------ MATERIAL PROVIDED ------

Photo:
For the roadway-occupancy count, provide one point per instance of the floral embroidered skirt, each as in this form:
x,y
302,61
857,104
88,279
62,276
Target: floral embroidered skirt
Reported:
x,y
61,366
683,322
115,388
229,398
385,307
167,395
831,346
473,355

------
------ MATERIAL PROVIDED ------

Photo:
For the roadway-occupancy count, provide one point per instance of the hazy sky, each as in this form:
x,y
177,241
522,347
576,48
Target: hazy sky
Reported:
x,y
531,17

------

** WHAT IS NEEDED **
For the records above, count the lines that contain the word "each" and give only that number.

** OUTPUT FOR THIS TASK **
2